» Problem description
For this task, output exactly the lines of the material below starting at the line with "Target: light switch" and ending at the line with "pixel 448 154."; pictures are to be excluded.

#### Data supplied

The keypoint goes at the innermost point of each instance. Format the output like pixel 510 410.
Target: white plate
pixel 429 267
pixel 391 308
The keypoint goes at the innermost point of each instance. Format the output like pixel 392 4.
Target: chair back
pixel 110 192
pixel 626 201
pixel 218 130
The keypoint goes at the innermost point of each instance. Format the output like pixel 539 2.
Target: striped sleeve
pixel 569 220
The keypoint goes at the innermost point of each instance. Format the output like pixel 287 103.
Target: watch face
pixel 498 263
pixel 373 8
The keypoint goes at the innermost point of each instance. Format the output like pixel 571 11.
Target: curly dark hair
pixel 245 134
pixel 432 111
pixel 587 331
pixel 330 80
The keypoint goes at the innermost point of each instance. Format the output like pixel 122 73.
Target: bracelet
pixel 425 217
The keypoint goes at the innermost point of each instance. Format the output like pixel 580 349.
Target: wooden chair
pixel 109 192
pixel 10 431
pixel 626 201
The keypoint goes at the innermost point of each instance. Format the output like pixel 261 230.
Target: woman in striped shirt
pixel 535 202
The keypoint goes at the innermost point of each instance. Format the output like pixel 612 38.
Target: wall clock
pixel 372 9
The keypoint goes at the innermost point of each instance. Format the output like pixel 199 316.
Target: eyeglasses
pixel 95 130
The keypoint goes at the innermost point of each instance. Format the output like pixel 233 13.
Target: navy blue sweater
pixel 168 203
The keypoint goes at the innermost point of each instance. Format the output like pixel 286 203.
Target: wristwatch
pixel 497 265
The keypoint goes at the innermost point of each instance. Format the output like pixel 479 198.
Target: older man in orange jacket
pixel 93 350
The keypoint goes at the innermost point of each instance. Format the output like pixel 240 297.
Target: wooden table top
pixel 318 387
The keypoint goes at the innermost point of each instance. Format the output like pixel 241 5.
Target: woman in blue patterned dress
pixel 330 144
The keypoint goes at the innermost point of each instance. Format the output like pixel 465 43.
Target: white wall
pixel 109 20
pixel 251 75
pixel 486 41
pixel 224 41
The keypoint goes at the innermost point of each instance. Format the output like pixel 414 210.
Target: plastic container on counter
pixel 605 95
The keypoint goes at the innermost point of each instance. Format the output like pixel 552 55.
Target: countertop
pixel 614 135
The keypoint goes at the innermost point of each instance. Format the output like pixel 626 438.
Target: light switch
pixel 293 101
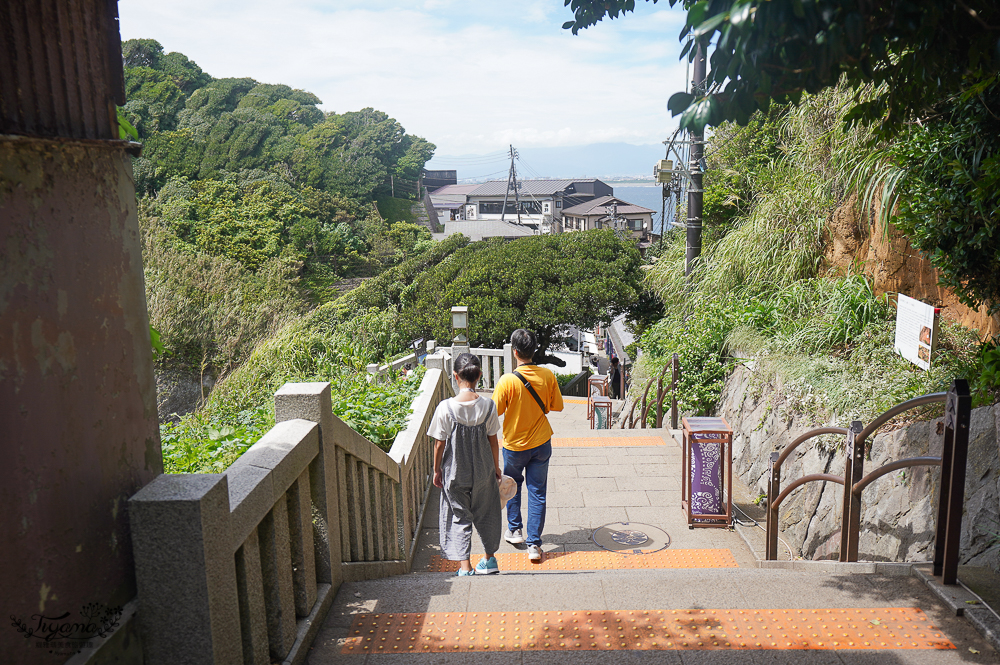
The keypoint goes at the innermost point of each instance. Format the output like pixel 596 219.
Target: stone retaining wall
pixel 899 510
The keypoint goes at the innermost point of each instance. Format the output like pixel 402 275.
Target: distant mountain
pixel 597 160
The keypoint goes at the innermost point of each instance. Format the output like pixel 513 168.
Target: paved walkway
pixel 683 596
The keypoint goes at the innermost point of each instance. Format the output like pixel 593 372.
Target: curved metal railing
pixel 953 460
pixel 629 422
pixel 774 494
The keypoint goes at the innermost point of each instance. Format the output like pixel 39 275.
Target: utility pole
pixel 696 192
pixel 511 182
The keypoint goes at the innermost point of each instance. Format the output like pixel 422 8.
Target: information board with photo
pixel 916 327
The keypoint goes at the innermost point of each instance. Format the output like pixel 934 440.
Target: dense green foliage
pixel 942 180
pixel 254 202
pixel 827 342
pixel 907 53
pixel 251 171
pixel 538 282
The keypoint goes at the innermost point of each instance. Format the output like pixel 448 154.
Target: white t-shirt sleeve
pixel 492 422
pixel 440 424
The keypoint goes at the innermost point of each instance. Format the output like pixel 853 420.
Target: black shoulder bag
pixel 532 391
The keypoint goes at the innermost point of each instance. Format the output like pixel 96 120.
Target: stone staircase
pixel 681 596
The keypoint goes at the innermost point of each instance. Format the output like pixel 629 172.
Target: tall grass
pixel 759 290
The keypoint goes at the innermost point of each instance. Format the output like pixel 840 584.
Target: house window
pixel 496 208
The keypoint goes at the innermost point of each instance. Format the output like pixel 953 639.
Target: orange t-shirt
pixel 524 425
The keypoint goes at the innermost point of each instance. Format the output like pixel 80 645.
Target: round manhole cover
pixel 631 538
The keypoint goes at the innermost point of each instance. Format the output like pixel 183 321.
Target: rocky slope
pixel 899 510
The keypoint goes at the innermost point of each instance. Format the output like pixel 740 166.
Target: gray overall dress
pixel 470 496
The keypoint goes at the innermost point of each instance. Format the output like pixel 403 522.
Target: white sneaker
pixel 514 537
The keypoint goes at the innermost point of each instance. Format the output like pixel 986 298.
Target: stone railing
pixel 495 362
pixel 241 567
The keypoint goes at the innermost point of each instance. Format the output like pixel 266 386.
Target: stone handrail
pixel 495 362
pixel 241 567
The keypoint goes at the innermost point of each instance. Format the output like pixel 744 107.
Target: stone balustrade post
pixel 186 571
pixel 311 401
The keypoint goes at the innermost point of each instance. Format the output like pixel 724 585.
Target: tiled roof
pixel 603 205
pixel 526 187
pixel 489 228
pixel 451 196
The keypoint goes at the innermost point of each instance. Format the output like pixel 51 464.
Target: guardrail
pixel 953 459
pixel 630 421
pixel 241 567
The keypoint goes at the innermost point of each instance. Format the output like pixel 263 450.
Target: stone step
pixel 668 616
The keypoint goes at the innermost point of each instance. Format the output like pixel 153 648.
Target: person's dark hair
pixel 524 342
pixel 468 368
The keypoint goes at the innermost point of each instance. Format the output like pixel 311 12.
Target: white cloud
pixel 469 76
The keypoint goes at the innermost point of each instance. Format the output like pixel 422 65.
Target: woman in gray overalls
pixel 467 469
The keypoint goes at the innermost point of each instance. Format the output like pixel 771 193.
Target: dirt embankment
pixel 892 265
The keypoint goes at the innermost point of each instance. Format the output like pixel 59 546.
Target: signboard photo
pixel 915 331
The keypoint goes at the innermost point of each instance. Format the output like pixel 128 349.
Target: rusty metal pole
pixel 674 379
pixel 695 189
pixel 659 401
pixel 773 489
pixel 958 415
pixel 849 479
pixel 852 518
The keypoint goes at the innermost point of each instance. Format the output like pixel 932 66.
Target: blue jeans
pixel 530 467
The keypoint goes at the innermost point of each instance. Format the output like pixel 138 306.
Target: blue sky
pixel 470 76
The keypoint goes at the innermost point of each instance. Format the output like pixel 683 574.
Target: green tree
pixel 540 282
pixel 900 56
pixel 942 180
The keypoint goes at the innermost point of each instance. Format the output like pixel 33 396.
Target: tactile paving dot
pixel 606 442
pixel 602 560
pixel 882 628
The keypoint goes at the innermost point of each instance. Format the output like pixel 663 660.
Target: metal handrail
pixel 953 461
pixel 802 481
pixel 631 413
pixel 893 466
pixel 805 437
pixel 774 486
pixel 850 534
pixel 930 398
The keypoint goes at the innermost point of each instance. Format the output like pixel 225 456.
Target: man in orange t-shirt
pixel 523 398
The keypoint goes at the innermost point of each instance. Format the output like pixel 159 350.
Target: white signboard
pixel 915 330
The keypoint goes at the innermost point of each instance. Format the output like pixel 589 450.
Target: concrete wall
pixel 898 511
pixel 77 397
pixel 892 265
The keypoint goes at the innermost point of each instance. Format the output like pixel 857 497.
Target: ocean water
pixel 647 196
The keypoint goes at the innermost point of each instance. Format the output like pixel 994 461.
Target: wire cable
pixel 757 524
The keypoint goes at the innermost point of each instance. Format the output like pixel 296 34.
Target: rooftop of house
pixel 491 228
pixel 528 187
pixel 603 206
pixel 451 196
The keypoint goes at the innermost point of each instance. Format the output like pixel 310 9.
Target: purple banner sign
pixel 706 481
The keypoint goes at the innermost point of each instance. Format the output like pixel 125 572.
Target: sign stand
pixel 707 464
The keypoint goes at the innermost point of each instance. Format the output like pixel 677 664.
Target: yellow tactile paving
pixel 882 628
pixel 602 560
pixel 606 442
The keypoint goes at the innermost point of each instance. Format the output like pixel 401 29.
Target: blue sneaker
pixel 488 566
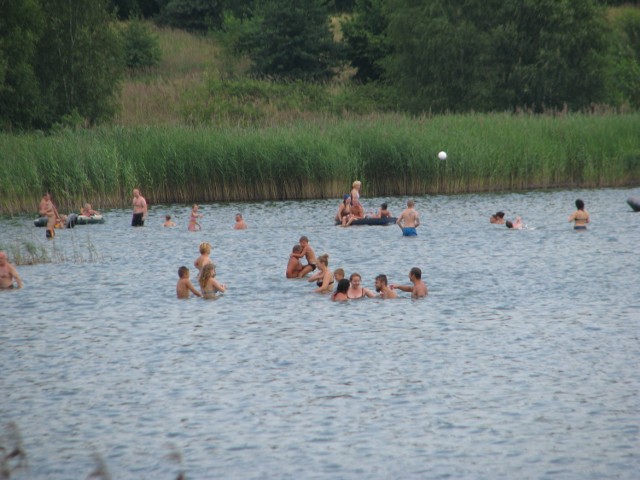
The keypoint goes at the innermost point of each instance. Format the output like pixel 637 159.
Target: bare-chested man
pixel 409 219
pixel 48 209
pixel 418 289
pixel 307 252
pixel 139 209
pixel 382 287
pixel 8 274
pixel 294 266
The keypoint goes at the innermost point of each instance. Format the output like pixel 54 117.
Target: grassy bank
pixel 392 155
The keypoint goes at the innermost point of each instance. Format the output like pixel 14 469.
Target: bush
pixel 141 46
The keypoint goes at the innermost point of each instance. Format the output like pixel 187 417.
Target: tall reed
pixel 319 158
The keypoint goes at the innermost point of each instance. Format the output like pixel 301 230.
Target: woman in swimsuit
pixel 580 217
pixel 356 290
pixel 324 277
pixel 340 295
pixel 208 283
pixel 357 210
pixel 193 220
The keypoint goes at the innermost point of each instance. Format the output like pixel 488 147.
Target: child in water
pixel 184 285
pixel 193 220
pixel 168 222
pixel 208 283
pixel 203 259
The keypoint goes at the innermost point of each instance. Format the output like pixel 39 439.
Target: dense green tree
pixel 141 45
pixel 365 36
pixel 487 54
pixel 21 25
pixel 79 60
pixel 293 40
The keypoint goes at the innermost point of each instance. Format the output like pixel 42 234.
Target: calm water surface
pixel 521 363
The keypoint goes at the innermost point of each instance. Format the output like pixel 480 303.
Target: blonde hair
pixel 208 271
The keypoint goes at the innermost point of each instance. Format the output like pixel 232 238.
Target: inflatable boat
pixel 373 221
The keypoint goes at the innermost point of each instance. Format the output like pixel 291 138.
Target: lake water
pixel 523 362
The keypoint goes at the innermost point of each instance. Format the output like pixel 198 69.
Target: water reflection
pixel 522 359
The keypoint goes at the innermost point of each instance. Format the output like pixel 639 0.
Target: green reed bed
pixel 319 158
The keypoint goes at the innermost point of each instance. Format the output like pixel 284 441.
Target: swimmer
pixel 87 211
pixel 497 217
pixel 309 254
pixel 8 274
pixel 140 209
pixel 340 295
pixel 294 266
pixel 418 289
pixel 580 217
pixel 383 289
pixel 324 278
pixel 193 220
pixel 356 290
pixel 184 285
pixel 208 283
pixel 516 224
pixel 240 223
pixel 409 220
pixel 168 222
pixel 203 259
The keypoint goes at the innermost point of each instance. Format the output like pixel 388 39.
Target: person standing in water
pixel 580 217
pixel 139 209
pixel 8 274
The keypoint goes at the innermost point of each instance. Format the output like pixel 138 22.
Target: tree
pixel 491 55
pixel 193 15
pixel 365 34
pixel 21 25
pixel 293 41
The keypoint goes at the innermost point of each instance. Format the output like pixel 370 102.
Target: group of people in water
pixel 345 289
pixel 325 279
pixel 580 218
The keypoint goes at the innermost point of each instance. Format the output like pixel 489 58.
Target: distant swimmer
pixel 497 217
pixel 294 266
pixel 356 290
pixel 168 222
pixel 203 259
pixel 139 209
pixel 580 217
pixel 184 286
pixel 208 283
pixel 9 277
pixel 409 220
pixel 310 255
pixel 516 224
pixel 340 295
pixel 418 289
pixel 193 219
pixel 240 223
pixel 382 287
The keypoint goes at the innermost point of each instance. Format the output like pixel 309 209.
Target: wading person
pixel 9 277
pixel 139 209
pixel 382 287
pixel 48 209
pixel 418 289
pixel 408 220
pixel 580 217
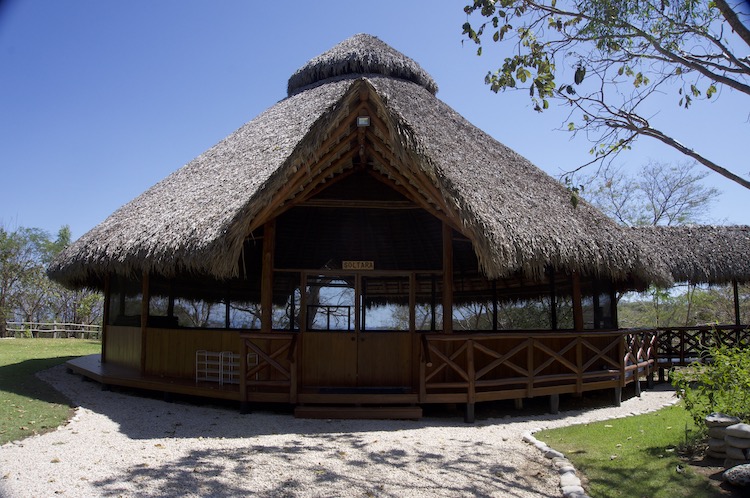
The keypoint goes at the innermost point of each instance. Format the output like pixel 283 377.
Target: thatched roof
pixel 519 219
pixel 360 55
pixel 702 254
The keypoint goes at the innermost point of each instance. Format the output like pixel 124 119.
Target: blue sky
pixel 100 100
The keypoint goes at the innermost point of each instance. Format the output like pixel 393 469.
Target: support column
pixel 105 315
pixel 577 302
pixel 144 318
pixel 447 278
pixel 266 285
pixel 737 320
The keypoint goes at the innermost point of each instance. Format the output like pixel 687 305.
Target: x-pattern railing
pixel 532 362
pixel 684 345
pixel 275 370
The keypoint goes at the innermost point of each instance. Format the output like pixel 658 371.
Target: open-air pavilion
pixel 360 249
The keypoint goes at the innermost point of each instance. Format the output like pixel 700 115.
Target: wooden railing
pixel 54 330
pixel 467 368
pixel 474 367
pixel 680 346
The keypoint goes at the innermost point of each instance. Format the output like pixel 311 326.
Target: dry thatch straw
pixel 520 220
pixel 702 254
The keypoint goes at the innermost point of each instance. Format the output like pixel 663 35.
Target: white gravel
pixel 123 445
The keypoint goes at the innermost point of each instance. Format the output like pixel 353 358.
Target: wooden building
pixel 360 244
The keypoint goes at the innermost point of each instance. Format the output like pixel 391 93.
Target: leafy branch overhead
pixel 618 54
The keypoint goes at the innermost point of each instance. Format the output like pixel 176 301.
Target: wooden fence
pixel 54 330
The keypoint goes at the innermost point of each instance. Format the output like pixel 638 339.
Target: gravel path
pixel 123 445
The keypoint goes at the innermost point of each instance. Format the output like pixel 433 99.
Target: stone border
pixel 570 483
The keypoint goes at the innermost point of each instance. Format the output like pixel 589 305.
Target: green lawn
pixel 28 405
pixel 633 456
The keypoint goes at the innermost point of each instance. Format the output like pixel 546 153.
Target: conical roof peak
pixel 360 54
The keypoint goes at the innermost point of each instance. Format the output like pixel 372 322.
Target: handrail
pixel 35 328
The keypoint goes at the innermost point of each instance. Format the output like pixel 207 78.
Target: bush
pixel 721 383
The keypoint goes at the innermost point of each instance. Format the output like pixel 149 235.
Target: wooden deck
pixel 109 374
pixel 452 368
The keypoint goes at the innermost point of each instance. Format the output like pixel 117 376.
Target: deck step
pixel 359 412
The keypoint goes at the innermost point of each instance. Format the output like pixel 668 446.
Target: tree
pixel 622 53
pixel 25 290
pixel 658 194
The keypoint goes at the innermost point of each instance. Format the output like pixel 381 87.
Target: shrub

########

» Output below
Target: light switch
pixel 293 101
The keypoint goes at the innermost point of each instance. Format the output like pixel 596 219.
Target: stone retaining wall
pixel 899 510
The keypoint goes at the innermost point of each instance. Format the output like pixel 402 275.
Target: distant mountain
pixel 597 160
The keypoint goes at the innermost point of each instance. Format the output like pixel 513 168.
Target: paved walkway
pixel 683 596
The keypoint goes at the innermost point of each instance. Format the output like pixel 593 372.
Target: curved metal railing
pixel 953 460
pixel 629 422
pixel 774 494
The keypoint goes at the innermost point of each instance. Format the output like pixel 39 275.
Target: utility pole
pixel 696 192
pixel 511 182
The keypoint goes at the innermost point of each instance. Format the output like pixel 422 8.
Target: information board with photo
pixel 916 327
The keypoint goes at the innermost point of each instance. Format the output like pixel 934 440.
Target: dense green foliage
pixel 942 180
pixel 254 202
pixel 827 342
pixel 907 53
pixel 251 171
pixel 538 282
The keypoint goes at the innermost point of each instance. Format the output like pixel 448 154.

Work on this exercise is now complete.